Data provided:
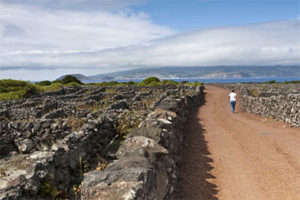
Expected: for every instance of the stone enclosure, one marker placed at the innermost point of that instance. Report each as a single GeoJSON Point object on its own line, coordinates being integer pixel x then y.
{"type": "Point", "coordinates": [276, 101]}
{"type": "Point", "coordinates": [94, 142]}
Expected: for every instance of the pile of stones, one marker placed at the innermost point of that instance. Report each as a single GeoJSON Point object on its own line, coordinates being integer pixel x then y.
{"type": "Point", "coordinates": [277, 101]}
{"type": "Point", "coordinates": [87, 142]}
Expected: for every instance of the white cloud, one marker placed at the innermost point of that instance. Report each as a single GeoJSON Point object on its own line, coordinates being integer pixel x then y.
{"type": "Point", "coordinates": [70, 41]}
{"type": "Point", "coordinates": [79, 5]}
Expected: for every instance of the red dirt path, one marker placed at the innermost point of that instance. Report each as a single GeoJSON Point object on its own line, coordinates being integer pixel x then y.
{"type": "Point", "coordinates": [237, 156]}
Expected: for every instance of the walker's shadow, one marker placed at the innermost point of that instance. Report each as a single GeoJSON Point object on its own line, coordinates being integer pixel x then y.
{"type": "Point", "coordinates": [194, 168]}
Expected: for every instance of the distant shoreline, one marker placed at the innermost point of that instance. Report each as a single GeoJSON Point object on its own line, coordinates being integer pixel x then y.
{"type": "Point", "coordinates": [214, 80]}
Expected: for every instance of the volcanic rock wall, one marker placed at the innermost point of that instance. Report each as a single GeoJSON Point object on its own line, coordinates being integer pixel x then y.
{"type": "Point", "coordinates": [70, 143]}
{"type": "Point", "coordinates": [277, 101]}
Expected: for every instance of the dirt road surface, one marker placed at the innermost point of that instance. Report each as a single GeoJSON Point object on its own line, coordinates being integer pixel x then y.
{"type": "Point", "coordinates": [237, 156]}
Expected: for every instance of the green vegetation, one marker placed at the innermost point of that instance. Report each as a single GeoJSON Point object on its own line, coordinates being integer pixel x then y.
{"type": "Point", "coordinates": [44, 83]}
{"type": "Point", "coordinates": [254, 93]}
{"type": "Point", "coordinates": [13, 89]}
{"type": "Point", "coordinates": [69, 79]}
{"type": "Point", "coordinates": [47, 188]}
{"type": "Point", "coordinates": [150, 80]}
{"type": "Point", "coordinates": [271, 81]}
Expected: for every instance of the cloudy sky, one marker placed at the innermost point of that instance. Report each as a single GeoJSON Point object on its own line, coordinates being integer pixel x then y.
{"type": "Point", "coordinates": [43, 39]}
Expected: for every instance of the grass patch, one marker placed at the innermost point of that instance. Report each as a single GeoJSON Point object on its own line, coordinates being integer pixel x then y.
{"type": "Point", "coordinates": [14, 89]}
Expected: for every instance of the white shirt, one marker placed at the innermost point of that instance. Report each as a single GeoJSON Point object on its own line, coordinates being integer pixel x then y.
{"type": "Point", "coordinates": [232, 96]}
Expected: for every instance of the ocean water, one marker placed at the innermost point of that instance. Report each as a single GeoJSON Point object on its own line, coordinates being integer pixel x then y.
{"type": "Point", "coordinates": [230, 80]}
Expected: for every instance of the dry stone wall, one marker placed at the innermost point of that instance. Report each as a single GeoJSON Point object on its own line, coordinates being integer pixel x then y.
{"type": "Point", "coordinates": [56, 145]}
{"type": "Point", "coordinates": [277, 101]}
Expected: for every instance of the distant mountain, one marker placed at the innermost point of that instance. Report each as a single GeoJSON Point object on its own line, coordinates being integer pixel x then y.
{"type": "Point", "coordinates": [195, 73]}
{"type": "Point", "coordinates": [78, 76]}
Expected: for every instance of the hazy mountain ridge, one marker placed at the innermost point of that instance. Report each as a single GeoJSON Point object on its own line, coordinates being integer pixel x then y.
{"type": "Point", "coordinates": [196, 72]}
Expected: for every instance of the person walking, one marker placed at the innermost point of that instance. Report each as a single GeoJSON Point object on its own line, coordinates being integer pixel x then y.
{"type": "Point", "coordinates": [232, 100]}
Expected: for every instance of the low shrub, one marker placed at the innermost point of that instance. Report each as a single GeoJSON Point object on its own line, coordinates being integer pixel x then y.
{"type": "Point", "coordinates": [44, 83]}
{"type": "Point", "coordinates": [15, 89]}
{"type": "Point", "coordinates": [69, 79]}
{"type": "Point", "coordinates": [150, 80]}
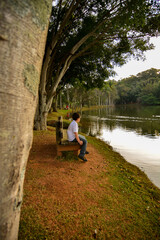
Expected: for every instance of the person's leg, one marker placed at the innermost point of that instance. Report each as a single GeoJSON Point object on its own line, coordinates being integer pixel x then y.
{"type": "Point", "coordinates": [84, 146]}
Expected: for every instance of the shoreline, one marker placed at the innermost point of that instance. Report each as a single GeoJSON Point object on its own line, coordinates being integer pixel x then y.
{"type": "Point", "coordinates": [65, 198]}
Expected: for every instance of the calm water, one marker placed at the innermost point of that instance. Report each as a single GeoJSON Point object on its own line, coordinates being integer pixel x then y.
{"type": "Point", "coordinates": [133, 131]}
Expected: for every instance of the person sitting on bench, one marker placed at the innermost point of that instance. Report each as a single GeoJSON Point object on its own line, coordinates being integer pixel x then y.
{"type": "Point", "coordinates": [73, 136]}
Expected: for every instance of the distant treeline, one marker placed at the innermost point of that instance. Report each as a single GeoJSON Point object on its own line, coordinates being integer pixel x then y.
{"type": "Point", "coordinates": [144, 88]}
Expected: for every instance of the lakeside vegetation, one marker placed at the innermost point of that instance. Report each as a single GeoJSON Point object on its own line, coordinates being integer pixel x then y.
{"type": "Point", "coordinates": [144, 89]}
{"type": "Point", "coordinates": [112, 200]}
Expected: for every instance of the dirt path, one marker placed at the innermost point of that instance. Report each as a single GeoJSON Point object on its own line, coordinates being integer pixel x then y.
{"type": "Point", "coordinates": [66, 177]}
{"type": "Point", "coordinates": [66, 199]}
{"type": "Point", "coordinates": [62, 187]}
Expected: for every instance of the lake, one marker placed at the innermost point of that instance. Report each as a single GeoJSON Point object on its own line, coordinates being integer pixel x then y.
{"type": "Point", "coordinates": [132, 130]}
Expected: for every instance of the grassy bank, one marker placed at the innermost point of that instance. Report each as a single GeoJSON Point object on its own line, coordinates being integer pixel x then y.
{"type": "Point", "coordinates": [105, 198]}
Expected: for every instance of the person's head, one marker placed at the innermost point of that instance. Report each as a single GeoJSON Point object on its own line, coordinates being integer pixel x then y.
{"type": "Point", "coordinates": [76, 117]}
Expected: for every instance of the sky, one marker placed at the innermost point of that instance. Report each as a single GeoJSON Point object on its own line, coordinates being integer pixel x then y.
{"type": "Point", "coordinates": [133, 67]}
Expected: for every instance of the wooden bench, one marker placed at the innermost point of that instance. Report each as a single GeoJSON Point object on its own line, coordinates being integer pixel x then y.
{"type": "Point", "coordinates": [62, 144]}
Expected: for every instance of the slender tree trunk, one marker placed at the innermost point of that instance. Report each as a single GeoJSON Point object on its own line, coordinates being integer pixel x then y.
{"type": "Point", "coordinates": [23, 34]}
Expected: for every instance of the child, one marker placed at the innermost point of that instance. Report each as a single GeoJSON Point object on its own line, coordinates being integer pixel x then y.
{"type": "Point", "coordinates": [73, 136]}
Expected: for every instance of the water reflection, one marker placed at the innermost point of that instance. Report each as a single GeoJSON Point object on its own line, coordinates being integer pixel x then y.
{"type": "Point", "coordinates": [131, 130]}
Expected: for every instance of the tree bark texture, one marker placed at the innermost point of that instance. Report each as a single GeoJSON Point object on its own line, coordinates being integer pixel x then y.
{"type": "Point", "coordinates": [23, 31]}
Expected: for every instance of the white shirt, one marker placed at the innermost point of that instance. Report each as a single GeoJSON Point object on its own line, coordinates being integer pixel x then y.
{"type": "Point", "coordinates": [73, 127]}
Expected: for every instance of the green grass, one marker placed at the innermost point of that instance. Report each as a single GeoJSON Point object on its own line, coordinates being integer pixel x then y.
{"type": "Point", "coordinates": [125, 205]}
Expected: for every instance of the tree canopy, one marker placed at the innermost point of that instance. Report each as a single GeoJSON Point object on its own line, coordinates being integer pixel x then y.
{"type": "Point", "coordinates": [95, 34]}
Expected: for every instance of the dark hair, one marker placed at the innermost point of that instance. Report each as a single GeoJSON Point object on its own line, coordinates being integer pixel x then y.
{"type": "Point", "coordinates": [75, 116]}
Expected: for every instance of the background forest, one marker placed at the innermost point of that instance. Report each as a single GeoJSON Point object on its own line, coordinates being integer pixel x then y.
{"type": "Point", "coordinates": [144, 88]}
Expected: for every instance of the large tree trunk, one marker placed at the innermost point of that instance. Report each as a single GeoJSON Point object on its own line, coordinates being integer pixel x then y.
{"type": "Point", "coordinates": [23, 27]}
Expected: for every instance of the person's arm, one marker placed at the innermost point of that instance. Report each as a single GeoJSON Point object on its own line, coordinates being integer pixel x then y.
{"type": "Point", "coordinates": [77, 138]}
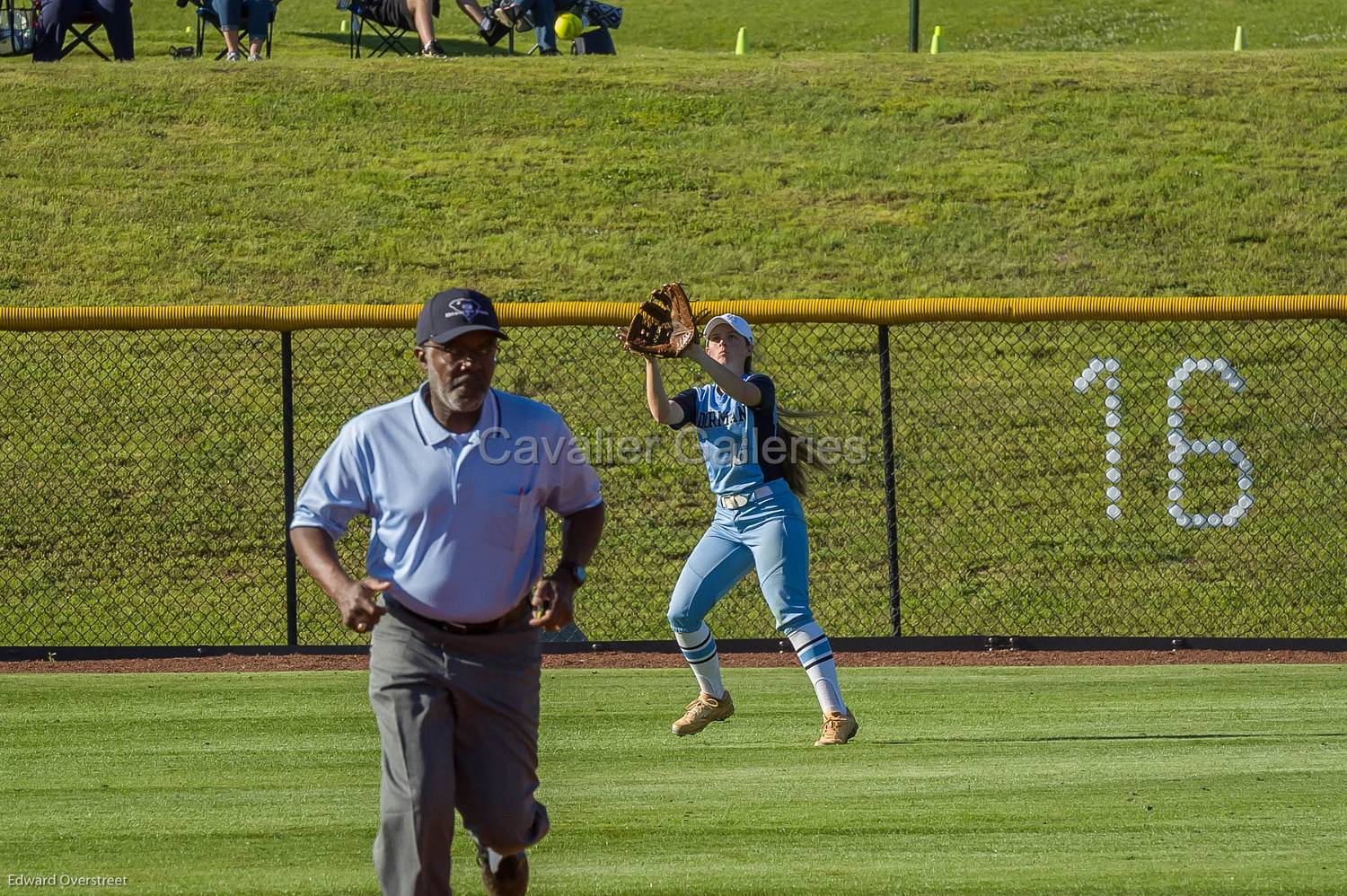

Problem requirements: Format the entries from the line containing "Expected: for every instance of the person's arm, one" through the last entry as a two-column CSV with the headers instruction and points. Use one row per entry, put each field in quotes, replace any line breaks with spaces, and leave out the pictures.

Full answer:
instruction,points
"Expected: for every instance of the person's arm, one marker placed at the innermost point of that instance. Report each as a single GeoJSON Point object on its own line, coordinates being integer pixel x then y.","{""type"": ""Point"", ""coordinates"": [77, 138]}"